··· RECORDS SHOWN ···

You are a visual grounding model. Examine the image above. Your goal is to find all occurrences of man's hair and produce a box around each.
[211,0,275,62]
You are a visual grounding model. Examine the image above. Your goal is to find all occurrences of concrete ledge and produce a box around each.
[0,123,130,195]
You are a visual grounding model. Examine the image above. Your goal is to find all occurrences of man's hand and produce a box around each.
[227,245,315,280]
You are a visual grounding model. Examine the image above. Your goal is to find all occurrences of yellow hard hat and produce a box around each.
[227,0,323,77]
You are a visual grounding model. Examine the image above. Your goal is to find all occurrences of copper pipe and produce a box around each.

···

EXERCISE
Output the lines from the line containing "hand and produce a box around each." up to and including the line containing "[227,0,323,77]" as a JSON list of strings, one string per line, omitting blank lines.

SOLUTION TO THE EXERCISE
[
  "You are a visual grounding model. Examine the image above. Your goal is to find all occurrences of man's hand and produce a box around each.",
  "[227,245,315,280]",
  "You are a visual grounding model. Examine the image above. Your goal is to find all occurrences of yellow hard hat and produce a box around each.",
  "[227,0,323,77]"
]